After locating the line with "[indicate] the red baseball" below, output it and each following line exactly, stopping after the line with "[indicate] the bare". No pictures.

SOURCE RECORDS Block Start

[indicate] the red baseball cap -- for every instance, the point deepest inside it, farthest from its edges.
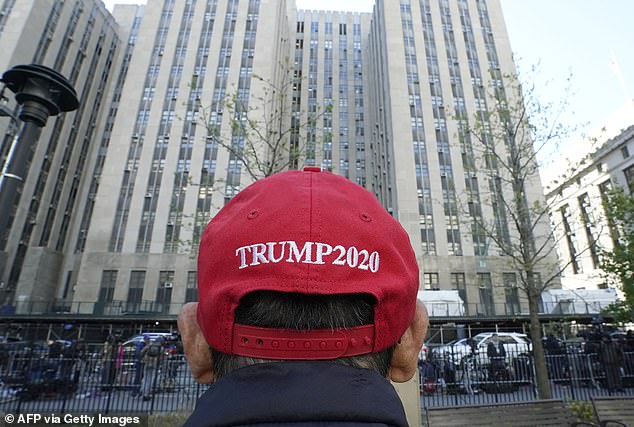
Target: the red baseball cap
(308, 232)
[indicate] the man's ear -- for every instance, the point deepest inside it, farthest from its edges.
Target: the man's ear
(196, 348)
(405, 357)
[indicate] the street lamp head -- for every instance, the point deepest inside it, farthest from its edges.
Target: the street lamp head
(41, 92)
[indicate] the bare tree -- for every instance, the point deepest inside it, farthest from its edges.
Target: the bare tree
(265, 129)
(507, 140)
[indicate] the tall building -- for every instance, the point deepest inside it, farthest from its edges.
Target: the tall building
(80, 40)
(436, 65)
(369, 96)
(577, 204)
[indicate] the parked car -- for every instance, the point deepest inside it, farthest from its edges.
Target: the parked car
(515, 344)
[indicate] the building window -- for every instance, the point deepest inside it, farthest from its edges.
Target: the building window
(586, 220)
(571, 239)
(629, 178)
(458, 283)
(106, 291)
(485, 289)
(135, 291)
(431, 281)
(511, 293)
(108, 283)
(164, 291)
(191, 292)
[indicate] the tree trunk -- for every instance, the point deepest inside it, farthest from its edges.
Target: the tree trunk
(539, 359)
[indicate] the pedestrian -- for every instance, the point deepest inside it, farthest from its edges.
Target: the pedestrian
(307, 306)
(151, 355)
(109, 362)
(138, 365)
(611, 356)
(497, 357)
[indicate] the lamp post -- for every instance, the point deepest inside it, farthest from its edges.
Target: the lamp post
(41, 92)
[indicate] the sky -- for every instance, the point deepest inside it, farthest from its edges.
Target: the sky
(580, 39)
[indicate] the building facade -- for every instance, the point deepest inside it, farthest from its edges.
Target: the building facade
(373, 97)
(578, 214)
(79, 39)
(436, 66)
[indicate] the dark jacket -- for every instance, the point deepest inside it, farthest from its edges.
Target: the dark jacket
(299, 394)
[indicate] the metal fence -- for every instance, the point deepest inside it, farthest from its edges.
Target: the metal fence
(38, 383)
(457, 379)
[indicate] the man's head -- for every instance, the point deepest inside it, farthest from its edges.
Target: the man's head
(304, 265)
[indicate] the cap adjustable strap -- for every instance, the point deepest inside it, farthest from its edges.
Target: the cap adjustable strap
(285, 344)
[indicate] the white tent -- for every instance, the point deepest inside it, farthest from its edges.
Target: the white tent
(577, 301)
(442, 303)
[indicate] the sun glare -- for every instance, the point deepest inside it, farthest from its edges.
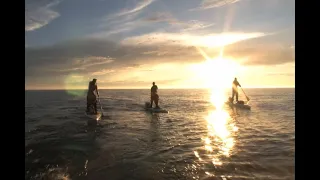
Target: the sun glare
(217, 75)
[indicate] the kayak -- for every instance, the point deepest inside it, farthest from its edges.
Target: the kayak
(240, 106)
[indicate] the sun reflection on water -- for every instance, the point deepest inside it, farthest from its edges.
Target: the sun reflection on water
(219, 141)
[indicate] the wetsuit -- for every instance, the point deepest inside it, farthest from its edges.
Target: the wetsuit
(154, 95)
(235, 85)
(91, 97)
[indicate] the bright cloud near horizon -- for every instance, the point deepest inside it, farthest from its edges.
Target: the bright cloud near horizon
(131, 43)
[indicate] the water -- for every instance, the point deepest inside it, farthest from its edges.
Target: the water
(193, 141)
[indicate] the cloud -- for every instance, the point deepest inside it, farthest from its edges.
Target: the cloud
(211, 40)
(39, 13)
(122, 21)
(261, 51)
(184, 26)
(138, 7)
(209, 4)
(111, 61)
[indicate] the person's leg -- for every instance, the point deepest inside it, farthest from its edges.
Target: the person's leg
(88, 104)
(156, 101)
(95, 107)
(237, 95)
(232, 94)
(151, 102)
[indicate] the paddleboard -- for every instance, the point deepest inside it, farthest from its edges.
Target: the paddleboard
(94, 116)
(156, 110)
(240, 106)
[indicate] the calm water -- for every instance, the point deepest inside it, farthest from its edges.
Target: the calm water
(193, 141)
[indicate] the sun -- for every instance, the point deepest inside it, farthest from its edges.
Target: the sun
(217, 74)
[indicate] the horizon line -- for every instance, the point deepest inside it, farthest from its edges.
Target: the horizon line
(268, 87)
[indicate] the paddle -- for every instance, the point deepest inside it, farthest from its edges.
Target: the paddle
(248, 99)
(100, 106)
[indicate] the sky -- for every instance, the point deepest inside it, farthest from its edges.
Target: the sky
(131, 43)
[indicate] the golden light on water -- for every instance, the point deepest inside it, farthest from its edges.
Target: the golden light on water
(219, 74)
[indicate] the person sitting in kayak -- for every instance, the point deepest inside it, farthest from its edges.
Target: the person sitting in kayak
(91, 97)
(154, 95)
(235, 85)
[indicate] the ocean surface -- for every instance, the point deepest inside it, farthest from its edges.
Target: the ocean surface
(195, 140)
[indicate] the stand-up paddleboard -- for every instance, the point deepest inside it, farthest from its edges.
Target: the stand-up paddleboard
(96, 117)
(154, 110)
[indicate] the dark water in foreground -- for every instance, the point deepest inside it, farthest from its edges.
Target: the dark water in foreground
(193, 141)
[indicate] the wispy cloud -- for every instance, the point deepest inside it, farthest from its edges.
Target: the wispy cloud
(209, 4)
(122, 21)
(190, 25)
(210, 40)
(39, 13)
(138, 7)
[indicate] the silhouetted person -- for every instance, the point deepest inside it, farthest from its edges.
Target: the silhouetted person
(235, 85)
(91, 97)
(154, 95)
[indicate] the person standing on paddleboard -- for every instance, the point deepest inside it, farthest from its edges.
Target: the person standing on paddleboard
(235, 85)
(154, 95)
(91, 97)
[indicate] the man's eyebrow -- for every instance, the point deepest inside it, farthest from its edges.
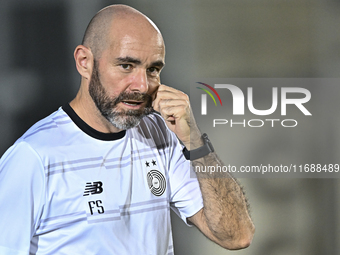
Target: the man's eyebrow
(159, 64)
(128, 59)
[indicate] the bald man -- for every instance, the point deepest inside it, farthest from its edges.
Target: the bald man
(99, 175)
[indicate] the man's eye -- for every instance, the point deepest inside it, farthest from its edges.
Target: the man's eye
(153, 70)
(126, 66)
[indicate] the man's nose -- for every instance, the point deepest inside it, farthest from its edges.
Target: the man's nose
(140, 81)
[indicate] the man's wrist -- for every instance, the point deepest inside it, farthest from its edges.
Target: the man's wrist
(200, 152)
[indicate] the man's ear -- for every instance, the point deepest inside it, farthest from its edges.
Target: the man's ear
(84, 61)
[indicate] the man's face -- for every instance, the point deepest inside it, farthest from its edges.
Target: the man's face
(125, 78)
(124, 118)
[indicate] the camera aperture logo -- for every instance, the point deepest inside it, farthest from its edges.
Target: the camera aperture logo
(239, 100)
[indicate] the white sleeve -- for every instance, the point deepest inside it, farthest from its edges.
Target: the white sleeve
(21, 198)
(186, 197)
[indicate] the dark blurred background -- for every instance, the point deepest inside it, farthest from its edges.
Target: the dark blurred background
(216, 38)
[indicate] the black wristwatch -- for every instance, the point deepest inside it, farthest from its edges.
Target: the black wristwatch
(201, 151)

SOURCE RECORDS Block End
SOURCE RECORDS Block Start

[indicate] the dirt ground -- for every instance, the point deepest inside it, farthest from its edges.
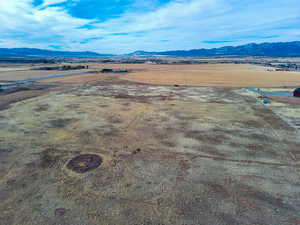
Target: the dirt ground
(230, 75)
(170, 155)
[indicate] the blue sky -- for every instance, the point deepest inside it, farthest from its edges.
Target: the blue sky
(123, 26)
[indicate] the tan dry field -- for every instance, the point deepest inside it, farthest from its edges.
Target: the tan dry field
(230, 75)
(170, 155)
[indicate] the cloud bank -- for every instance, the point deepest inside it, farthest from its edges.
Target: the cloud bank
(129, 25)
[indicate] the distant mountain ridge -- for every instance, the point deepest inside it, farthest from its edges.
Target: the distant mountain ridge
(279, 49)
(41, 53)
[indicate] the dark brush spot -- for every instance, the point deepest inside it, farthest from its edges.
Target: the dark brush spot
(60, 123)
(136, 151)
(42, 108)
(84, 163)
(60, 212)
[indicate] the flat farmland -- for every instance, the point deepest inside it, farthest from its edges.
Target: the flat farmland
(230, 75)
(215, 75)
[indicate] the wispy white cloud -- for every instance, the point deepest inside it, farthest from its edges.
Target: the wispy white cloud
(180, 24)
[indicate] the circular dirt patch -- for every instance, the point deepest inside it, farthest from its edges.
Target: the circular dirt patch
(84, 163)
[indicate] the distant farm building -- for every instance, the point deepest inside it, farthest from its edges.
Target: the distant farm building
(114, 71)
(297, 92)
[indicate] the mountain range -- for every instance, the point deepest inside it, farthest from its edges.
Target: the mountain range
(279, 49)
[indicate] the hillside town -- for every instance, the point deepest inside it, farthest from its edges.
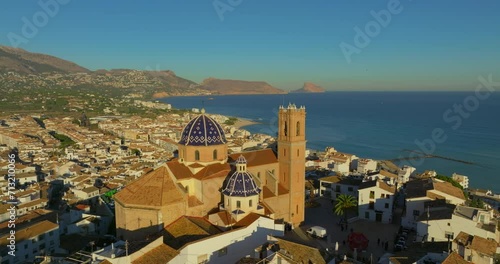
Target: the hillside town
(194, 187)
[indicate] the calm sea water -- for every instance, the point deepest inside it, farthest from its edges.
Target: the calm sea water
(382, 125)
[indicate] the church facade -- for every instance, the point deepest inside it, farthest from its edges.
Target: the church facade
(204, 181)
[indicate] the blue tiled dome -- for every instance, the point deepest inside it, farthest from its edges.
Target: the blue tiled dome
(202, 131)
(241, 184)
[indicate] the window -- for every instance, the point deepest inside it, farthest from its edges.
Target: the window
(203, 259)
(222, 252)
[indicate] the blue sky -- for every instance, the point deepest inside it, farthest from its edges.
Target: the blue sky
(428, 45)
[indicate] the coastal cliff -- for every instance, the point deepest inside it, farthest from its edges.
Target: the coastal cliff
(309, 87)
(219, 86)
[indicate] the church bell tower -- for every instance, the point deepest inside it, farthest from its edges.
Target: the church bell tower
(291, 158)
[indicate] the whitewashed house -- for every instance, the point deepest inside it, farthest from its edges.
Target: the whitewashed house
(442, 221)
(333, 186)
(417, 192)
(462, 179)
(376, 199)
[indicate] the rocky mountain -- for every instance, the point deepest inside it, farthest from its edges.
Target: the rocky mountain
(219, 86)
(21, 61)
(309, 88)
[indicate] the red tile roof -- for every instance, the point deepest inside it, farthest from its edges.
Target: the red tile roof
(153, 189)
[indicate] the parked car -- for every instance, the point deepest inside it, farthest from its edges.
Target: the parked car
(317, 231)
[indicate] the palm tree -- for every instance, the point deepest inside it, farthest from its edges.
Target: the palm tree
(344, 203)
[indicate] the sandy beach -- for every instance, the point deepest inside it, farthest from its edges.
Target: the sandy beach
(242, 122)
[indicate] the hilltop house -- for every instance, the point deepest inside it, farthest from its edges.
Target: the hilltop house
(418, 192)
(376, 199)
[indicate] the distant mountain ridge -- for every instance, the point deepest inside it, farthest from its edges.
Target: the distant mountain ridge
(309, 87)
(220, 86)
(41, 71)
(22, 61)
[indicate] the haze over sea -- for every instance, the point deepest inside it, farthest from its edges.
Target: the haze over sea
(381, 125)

SOURCE RECORDS Block End
SOURCE RECORDS Block Start

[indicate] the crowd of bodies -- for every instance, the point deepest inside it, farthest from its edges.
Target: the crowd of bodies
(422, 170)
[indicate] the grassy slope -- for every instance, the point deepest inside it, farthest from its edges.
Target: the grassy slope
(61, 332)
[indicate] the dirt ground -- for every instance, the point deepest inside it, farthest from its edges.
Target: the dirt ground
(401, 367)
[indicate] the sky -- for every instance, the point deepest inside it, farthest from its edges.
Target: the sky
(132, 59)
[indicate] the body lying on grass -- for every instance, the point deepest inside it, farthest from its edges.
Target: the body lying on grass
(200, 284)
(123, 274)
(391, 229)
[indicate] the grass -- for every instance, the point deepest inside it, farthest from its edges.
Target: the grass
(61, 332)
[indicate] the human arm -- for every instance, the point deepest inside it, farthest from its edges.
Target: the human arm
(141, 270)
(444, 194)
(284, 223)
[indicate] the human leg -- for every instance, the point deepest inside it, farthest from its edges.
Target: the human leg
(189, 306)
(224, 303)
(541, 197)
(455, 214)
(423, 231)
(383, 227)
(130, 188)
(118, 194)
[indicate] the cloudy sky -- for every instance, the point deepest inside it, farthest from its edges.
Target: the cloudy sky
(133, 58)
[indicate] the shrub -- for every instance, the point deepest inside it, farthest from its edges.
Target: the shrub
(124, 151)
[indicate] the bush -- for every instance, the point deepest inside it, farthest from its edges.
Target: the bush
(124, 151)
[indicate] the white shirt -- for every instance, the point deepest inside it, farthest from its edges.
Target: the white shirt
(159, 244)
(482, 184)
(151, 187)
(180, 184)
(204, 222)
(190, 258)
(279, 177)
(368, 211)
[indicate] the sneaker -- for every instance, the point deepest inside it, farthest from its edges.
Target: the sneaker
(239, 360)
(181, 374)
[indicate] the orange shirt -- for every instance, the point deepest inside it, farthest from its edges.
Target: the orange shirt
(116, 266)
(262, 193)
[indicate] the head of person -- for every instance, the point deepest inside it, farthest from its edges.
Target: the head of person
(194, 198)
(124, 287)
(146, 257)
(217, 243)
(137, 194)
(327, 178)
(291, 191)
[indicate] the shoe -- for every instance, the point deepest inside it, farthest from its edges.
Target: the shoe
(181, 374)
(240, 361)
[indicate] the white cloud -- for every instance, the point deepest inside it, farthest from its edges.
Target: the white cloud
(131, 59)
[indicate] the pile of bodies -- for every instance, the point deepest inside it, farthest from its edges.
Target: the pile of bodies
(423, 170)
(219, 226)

SOURCE RECORDS Block End

ANSWER TO THIS EXERCISE:
[indicate] the red baseball cap -- for every instance, the point deepest inside it, farthest from its edges.
Target: the red baseball cap
(308, 232)
[indicate] the man's ear -- for every instance, the point deepest inside it, farthest from its edges.
Target: the man's ear
(196, 348)
(405, 357)
[indicate] the street lamp head -- for every instance, the point deepest inside it, farthest from its edges.
Target: the street lamp head
(41, 92)
[indicate] the bare tree -- for every instance, the point deepest inside it, farthest from its edges.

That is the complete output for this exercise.